TEXT PASSAGE>
Healthcare Real Estate Could Be A £20B Industry. What It Needs Is Trust
UK healthcare real estate could become a £20B sector, given the gap between the funding needed to provide services to the public and the amount of funding being put forward by the government. But it is being held back by numerous factors, including a lack of trust in property companies.
“There is a £50B funding gap, and the private sector is going to have to step in and fill a lot of that. The government is not going to fill the gap — get over it,” Alpha Real Capital co-Head of Social Infrastructure Anne Copeland told attendees of Bisnow’s Healthcare Real Estate Outlook, held at the Victory Services Club in London Wednesday.
The vast majority of funding for care homes, supported living apartments for people with learning and physical disabilities, nursery facilities and primary health facilities has historically been provided by the government via local authorities. But that has been cut sharply in the last decade — by 58% for adult social care, according to data from the National Audit Office.
At the same time, the UK population is ageing — we are living longer, but not necessarily more healthily.
Rather than “blame old people for getting ill,” Copeland said the real estate sector needs to partner with local authorities and local government pension schemes to build the physical infrastructure required by the healthcare industry.
The needs of these groups are potentially aligned, and the structures could exist for them to come together to provide social and healthcare services. Local government pension schemes want to invest in real estate assets with long leases to solid covenants and would love to invest in assets that provide a benefit to their local community. Local authorities could provide that covenant by paying rents that are affordable but still profitable to developers and real estate investors that build and own assets.
But the problem is trust. Local authorities are wary about entering joint ventures with developers, saying the sector has historically produced poor-quality assets and charged inflated rents for them.

EXTRACTED INFORMATION>
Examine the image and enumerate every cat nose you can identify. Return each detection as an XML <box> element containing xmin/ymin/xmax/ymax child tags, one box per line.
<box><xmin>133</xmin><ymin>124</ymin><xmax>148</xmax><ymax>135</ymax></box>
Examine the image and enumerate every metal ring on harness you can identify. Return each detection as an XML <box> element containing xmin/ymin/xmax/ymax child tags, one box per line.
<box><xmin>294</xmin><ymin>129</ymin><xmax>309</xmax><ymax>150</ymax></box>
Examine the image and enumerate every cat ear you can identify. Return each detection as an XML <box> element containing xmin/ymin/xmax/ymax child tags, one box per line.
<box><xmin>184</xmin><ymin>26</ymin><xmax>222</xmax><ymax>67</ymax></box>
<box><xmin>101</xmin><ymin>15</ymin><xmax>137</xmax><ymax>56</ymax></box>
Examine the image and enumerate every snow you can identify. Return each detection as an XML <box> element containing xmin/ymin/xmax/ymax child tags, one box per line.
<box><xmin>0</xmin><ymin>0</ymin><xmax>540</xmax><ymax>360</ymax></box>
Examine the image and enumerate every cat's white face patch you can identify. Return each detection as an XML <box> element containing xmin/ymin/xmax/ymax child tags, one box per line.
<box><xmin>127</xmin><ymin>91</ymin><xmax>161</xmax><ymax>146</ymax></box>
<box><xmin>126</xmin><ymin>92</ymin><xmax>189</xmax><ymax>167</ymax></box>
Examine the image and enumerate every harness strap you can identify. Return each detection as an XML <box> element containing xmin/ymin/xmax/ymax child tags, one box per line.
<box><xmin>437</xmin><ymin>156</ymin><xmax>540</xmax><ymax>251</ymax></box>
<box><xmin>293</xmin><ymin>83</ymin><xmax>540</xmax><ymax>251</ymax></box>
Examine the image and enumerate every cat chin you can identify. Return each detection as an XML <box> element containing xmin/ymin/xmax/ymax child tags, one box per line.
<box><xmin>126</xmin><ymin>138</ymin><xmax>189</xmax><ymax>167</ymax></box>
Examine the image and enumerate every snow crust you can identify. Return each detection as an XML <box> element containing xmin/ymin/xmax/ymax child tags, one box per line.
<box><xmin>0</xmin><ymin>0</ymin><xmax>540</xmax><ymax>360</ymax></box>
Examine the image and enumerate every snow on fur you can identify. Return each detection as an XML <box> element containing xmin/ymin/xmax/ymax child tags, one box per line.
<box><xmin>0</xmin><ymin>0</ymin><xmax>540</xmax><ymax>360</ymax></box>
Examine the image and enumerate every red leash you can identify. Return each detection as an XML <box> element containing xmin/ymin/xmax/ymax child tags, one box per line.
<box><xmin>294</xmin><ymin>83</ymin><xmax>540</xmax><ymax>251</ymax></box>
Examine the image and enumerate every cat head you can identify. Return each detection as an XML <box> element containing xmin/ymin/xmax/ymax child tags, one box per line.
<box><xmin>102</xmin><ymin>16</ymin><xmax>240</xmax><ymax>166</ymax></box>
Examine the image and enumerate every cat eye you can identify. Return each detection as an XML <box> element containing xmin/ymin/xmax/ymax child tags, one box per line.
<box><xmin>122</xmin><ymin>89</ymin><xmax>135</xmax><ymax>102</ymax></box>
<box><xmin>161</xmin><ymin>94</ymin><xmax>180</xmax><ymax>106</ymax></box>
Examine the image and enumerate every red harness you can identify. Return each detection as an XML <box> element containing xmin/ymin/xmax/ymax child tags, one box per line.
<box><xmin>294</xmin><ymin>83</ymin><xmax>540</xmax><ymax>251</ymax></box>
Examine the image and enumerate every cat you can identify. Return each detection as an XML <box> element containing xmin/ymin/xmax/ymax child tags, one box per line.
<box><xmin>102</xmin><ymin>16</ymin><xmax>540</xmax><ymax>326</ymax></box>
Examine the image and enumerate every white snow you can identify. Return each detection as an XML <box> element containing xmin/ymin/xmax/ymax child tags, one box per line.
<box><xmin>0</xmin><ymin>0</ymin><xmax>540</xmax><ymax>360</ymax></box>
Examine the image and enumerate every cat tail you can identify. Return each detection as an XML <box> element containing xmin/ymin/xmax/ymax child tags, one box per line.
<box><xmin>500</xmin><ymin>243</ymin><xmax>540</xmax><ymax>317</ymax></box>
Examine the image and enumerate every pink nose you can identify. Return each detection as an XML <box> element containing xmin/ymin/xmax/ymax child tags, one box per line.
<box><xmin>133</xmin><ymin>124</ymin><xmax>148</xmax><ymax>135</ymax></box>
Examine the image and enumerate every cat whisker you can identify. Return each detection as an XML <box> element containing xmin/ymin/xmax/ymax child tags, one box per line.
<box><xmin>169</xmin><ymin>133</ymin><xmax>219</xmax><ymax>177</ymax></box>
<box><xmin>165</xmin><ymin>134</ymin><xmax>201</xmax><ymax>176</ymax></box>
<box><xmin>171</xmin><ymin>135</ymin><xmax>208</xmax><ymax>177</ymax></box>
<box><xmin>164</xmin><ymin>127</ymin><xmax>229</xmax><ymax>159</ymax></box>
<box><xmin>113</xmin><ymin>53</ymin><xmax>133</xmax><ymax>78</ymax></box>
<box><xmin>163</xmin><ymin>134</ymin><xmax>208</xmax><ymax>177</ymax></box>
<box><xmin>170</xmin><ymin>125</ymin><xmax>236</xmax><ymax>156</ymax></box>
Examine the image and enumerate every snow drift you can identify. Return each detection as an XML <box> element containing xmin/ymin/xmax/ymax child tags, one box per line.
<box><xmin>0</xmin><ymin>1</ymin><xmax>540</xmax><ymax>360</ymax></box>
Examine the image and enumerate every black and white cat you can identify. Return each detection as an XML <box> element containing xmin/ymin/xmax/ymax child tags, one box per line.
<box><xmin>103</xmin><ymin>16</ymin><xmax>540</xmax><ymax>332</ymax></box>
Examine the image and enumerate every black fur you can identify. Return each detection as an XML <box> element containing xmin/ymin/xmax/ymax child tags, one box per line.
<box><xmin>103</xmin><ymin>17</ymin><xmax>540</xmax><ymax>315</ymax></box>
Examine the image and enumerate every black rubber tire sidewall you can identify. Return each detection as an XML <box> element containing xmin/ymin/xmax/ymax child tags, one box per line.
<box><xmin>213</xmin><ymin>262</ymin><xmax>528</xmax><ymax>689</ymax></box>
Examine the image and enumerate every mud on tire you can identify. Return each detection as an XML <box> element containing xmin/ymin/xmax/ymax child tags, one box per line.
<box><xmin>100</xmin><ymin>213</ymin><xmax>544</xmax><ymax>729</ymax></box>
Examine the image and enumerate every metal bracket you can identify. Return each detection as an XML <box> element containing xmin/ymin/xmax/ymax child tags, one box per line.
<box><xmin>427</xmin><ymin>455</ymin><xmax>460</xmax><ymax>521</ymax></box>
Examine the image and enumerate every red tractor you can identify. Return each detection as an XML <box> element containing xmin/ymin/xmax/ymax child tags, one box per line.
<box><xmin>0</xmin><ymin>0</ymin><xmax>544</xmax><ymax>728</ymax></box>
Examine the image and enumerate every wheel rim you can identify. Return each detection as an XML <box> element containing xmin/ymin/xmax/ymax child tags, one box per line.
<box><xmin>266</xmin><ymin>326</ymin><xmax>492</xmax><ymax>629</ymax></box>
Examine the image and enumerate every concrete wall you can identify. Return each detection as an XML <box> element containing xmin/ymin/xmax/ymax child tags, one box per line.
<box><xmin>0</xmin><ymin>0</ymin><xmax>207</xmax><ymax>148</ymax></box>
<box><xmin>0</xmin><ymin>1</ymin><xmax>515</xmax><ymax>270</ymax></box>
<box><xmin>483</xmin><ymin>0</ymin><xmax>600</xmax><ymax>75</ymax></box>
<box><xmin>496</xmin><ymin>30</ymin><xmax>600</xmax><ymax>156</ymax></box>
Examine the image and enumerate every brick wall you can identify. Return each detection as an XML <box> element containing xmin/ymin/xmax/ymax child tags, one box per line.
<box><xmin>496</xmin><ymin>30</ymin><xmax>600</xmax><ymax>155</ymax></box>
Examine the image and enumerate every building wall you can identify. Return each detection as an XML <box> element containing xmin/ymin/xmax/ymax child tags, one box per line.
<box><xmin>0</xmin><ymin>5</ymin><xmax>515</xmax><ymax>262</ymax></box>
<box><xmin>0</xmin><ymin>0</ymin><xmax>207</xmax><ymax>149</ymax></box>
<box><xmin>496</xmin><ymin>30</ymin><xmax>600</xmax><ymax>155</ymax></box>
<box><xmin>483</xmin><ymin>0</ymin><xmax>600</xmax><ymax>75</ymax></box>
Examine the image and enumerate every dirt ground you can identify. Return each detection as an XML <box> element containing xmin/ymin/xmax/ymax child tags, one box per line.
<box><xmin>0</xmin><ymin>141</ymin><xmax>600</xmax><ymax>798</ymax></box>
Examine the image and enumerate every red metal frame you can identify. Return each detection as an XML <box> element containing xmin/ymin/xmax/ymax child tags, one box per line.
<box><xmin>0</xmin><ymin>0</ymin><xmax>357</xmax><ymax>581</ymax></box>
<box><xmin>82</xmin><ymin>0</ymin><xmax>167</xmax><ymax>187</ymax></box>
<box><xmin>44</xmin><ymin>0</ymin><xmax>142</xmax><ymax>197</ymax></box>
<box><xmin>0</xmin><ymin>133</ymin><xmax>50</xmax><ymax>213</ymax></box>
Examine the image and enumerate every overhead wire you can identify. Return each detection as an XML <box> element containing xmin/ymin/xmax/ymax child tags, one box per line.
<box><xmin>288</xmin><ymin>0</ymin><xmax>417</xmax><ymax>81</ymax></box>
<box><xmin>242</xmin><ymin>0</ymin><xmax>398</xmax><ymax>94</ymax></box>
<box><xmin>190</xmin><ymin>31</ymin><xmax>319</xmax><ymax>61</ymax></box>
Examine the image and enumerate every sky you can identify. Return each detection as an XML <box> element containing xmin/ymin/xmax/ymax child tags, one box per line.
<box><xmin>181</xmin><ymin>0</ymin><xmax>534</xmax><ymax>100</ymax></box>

DIRECTIONS>
Continue the article on UK healthcare real estate from its last sentence, about local authorities' distrust of developers.

ANSWER FOR THIS EXERCISE>
“If you left £10 on the floor at a meeting with local government, they wouldn’t pick it up,” Copeland said. “We need to address the elephant in the room, which is trust.”
Investing in assets such as assisted living communities can reduce the overall burden on the NHS and local authorities by allowing people to live more healthily into old age, Patron Capital partner Irina Stamate-Rocha said.
“There are inefficiencies in the way the existing budget is used,” she said. “Instead of focusing on reducing the cost of services, we need to focus on reducing demand.”
Some developers are looking at turning existing buildings for which demand has waned, like offices or town centre retail, into healthcare assets.
It is not easy. The physical capacity of these buildings often doesn’t suit conversion to healthcare assets — floor-to-ceiling heights are too low, and the load floors can bear is not high enough. Vehicular access is vital for healthcare assets but can be tricky in town centres. And often the financials don’t quite stack up.
“There is often a gap between what the local valuer will tell you the NHS can pay [for a primary health facility] and the long-term income we need to justify the capital outlay,” Ellandi Development Manager Holly Harcus said.
But she said when Ellandi has put health centres into former retail space, it has contributed to an uptick in footfall.
“If you’re willing to reduce the spec, there’s no reason why a Grade B office building can’t become a rehabilitation hospital,” EEDN Chief Operating Officer Elad Levin added.